* TAREA ASIGNADA A
Traduce al inglés esta oración del fragmento sobre La Patrulla Perdida: "Una casa en ruinas y una vieja iglesia, situadas al lado de un frondoso oasis, servirán de refugio para los hombres que componen la partida."
* TAREA ASIGNADA B
Reproduce sin cambios el pasaje del fragmento sobre La Patrulla Perdida que comienza en las palabras "John Ford, en" y termina después de "se hará esperar.".

John Ford, en 1934, se adentró en los parámetros del melodrama psicológico gracias a La Patrulla Perdida, una original y tensa historia bélica que transcurría en plena Primera Guerra Mundial y que, al mismo tiempo, dejaría marcadas muchas de las constantes de su producción posterior. El marco geográfico protagonista es el exótico desierto de Mesopotamia, lugar en el que los integrantes de una patrulla del ejército británico, tras ver morir de un balazo enemigo a uno de sus oficiales, perderán el rumbo hasta acabar totalmente perdidos en medio del extenso y seco arenal. Una casa en ruinas y una vieja iglesia, situadas al lado de un frondoso oasis, servirán de refugio para los hombres que componen la partida. El acoso del enemigo no se hará esperar.

* ÍTEMS PROPORCIONADOS
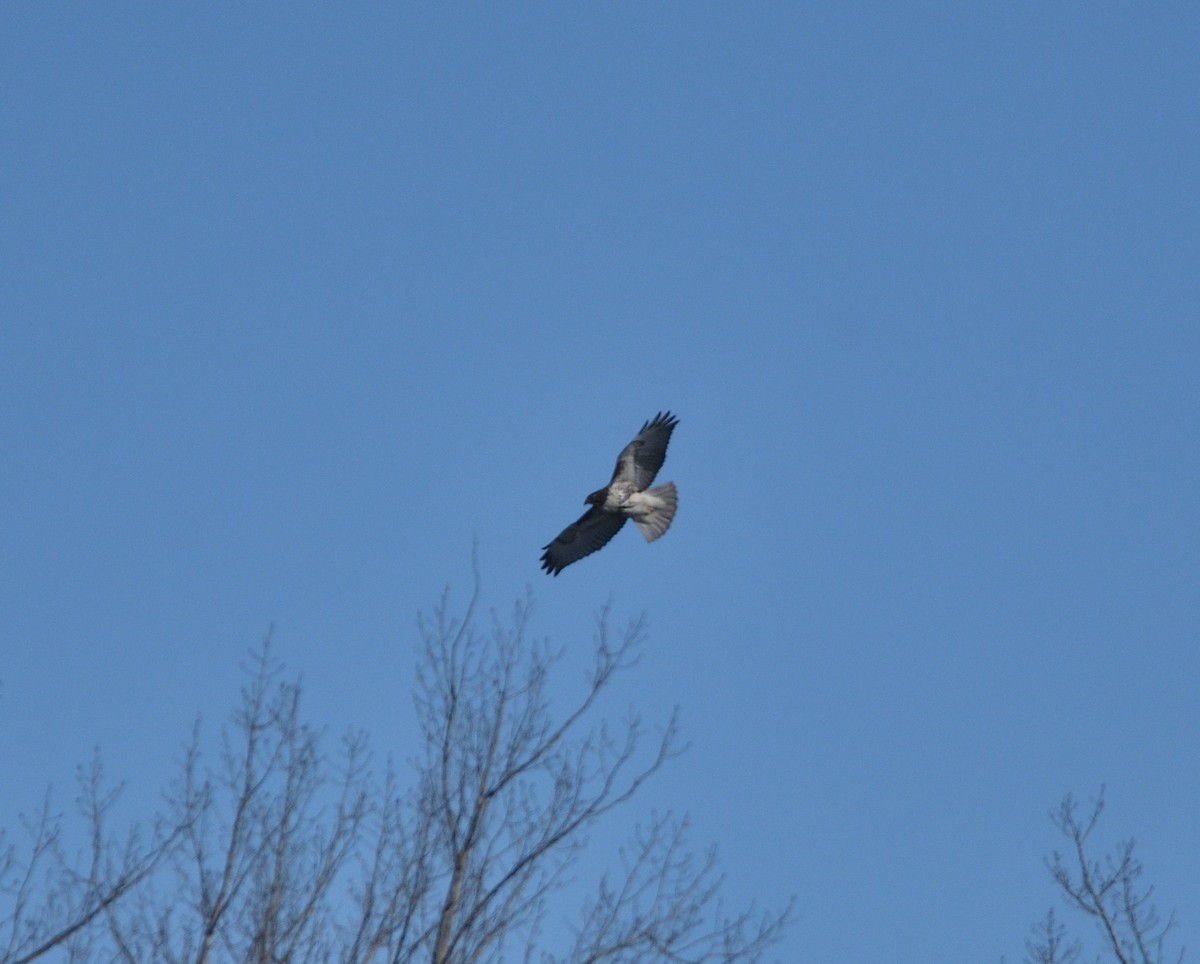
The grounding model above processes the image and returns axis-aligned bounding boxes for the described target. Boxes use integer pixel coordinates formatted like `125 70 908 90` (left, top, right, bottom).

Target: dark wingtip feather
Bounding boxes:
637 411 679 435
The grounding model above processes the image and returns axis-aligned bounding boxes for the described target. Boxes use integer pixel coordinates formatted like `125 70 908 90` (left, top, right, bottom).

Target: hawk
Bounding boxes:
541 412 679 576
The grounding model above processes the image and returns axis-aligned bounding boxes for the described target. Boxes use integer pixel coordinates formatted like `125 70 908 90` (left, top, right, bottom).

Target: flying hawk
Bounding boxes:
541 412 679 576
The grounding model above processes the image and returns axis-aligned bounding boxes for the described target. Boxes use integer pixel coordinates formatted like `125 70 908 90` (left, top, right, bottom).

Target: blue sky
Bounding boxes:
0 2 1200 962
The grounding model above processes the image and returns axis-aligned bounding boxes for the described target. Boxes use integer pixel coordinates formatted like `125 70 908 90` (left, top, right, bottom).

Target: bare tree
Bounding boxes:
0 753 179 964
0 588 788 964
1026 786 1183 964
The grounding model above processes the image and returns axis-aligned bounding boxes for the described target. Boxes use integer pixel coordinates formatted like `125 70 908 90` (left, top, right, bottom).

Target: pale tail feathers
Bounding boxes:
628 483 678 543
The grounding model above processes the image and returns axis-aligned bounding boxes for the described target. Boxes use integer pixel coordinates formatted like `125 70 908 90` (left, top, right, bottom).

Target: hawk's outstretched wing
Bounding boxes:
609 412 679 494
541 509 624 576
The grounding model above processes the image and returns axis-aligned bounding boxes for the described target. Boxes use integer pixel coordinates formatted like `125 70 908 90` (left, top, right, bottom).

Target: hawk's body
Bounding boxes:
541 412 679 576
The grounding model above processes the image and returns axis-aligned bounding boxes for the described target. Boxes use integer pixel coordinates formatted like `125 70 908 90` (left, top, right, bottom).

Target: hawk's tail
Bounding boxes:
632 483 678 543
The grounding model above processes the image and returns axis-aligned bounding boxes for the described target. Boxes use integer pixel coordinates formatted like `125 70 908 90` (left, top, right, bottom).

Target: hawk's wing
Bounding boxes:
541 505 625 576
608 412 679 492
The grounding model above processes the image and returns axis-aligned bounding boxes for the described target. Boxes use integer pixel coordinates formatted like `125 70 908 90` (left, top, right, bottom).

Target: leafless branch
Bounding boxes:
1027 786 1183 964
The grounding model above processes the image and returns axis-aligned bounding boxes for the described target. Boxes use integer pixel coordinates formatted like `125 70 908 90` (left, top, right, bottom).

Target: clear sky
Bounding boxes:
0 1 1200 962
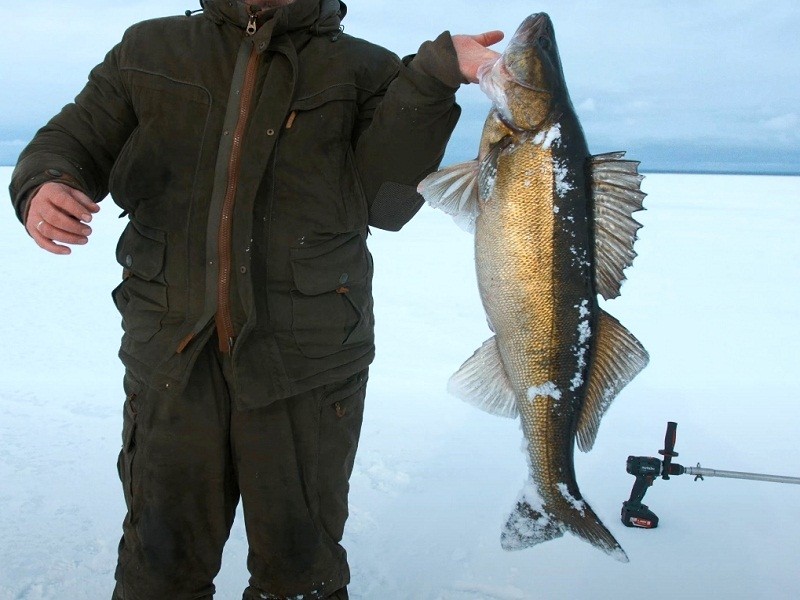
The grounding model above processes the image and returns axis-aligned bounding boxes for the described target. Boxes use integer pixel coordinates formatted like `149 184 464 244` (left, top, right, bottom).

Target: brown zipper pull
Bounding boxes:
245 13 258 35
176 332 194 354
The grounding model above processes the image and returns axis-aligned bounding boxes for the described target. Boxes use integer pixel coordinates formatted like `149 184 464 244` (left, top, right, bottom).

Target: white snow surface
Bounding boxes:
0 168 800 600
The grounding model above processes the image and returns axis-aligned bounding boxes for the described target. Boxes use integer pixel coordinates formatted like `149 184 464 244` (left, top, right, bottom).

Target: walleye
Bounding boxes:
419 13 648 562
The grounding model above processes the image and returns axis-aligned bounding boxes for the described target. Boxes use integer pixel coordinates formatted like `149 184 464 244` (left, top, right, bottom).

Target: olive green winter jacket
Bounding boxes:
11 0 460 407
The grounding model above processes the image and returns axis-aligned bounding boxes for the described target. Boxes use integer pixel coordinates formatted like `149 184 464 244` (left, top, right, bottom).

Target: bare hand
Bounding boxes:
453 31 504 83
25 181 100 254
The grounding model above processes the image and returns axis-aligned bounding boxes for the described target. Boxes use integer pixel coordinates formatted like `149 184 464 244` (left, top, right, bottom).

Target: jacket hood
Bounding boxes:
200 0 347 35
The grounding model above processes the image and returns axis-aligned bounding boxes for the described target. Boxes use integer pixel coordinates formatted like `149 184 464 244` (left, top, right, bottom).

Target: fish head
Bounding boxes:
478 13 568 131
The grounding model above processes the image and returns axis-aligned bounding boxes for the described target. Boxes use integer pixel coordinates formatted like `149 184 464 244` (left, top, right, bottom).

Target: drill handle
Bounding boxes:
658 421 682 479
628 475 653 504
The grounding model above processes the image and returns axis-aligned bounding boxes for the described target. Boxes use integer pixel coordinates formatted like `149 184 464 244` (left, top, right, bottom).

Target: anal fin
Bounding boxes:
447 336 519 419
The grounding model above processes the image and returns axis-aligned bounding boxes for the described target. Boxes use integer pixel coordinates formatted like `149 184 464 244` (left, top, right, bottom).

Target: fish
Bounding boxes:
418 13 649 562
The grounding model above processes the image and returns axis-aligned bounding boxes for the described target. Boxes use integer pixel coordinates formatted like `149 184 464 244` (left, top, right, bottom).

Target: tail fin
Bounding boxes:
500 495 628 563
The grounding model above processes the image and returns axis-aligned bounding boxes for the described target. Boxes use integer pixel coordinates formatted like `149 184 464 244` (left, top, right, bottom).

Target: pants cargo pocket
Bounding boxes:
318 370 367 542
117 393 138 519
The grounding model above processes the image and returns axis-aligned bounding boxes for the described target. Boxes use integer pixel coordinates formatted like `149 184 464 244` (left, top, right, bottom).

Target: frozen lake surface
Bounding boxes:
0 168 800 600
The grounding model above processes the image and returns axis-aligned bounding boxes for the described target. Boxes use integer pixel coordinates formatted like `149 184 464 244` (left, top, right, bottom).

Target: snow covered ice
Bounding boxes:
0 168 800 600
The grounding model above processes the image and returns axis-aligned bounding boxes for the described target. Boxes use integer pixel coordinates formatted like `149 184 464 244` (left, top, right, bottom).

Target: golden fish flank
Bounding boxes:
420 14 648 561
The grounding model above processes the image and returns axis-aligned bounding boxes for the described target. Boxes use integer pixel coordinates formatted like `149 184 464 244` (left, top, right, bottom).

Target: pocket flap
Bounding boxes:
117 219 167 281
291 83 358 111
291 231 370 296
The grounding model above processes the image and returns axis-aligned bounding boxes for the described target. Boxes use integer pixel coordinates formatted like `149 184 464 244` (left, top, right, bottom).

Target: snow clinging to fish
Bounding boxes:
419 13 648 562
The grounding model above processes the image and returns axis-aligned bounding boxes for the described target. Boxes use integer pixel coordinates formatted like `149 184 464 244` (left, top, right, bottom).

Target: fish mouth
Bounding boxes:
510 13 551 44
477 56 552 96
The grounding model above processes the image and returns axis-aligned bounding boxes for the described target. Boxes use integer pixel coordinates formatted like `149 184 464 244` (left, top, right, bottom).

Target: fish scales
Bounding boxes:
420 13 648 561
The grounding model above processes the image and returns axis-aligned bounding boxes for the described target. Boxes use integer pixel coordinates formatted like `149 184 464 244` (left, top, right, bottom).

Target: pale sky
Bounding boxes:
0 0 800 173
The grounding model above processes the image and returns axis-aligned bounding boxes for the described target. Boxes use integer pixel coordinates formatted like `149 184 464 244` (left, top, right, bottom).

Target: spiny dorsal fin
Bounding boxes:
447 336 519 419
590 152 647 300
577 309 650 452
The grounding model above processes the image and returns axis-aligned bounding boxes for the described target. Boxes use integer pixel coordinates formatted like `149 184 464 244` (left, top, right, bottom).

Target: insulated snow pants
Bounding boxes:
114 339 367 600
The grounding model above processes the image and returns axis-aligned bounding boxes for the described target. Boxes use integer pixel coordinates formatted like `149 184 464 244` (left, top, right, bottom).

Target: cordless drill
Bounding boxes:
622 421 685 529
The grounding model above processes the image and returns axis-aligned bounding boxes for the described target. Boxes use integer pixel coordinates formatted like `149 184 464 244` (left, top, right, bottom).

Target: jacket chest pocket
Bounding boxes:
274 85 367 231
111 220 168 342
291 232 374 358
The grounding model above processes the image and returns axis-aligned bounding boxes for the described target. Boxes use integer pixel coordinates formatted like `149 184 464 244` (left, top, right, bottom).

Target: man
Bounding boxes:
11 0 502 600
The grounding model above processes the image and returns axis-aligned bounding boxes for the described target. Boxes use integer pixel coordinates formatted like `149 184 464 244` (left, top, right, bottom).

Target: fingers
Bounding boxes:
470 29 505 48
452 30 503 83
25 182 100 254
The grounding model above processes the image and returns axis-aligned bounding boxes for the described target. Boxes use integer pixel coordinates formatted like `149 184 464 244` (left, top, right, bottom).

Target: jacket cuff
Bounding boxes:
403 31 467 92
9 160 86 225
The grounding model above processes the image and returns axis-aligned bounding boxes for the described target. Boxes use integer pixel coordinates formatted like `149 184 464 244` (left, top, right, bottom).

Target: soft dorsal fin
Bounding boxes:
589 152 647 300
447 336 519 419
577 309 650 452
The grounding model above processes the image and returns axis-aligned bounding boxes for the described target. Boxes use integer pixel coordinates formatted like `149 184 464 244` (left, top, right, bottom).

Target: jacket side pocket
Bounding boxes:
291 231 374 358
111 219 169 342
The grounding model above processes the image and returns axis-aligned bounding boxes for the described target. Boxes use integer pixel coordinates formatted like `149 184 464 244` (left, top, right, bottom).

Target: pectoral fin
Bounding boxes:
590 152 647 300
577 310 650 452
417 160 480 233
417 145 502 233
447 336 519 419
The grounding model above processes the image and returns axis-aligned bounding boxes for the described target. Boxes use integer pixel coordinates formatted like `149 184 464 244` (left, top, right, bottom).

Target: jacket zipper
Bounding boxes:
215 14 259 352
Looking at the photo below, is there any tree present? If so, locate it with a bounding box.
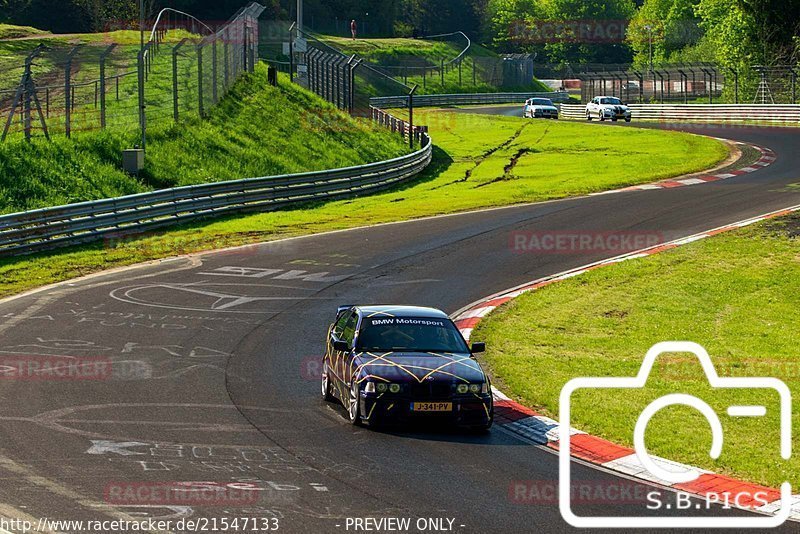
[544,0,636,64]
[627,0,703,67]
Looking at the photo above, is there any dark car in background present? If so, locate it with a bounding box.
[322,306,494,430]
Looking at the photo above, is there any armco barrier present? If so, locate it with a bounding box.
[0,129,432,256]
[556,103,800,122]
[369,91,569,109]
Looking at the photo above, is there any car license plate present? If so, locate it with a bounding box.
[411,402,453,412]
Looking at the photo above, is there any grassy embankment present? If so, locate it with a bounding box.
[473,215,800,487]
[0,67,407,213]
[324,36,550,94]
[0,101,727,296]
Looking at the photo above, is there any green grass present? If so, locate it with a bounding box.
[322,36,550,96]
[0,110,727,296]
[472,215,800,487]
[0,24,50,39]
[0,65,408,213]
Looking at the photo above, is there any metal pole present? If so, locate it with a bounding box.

* RESPUESTA FINAL A
A ruined house and an old church, located beside a lush oasis, will serve as shelter for the men who make up the party.

* RESPUESTA FINAL B
John Ford, en 1934, se adentró en los parámetros del melodrama psicológico gracias a La Patrulla Perdida, una original y tensa historia bélica que transcurría en plena Primera Guerra Mundial y que, al mismo tiempo, dejaría marcadas muchas de las constantes de su producción posterior. El marco geográfico protagonista es el exótico desierto de Mesopotamia, lugar en el que los integrantes de una patrulla del ejército británico, tras ver morir de un balazo enemigo a uno de sus oficiales, perderán el rumbo hasta acabar totalmente perdidos en medio del extenso y seco arenal. Una casa en ruinas y una vieja iglesia, situadas al lado de un frondoso oasis, servirán de refugio para los hombres que componen la partida. El acoso del enemigo no se hará esperar.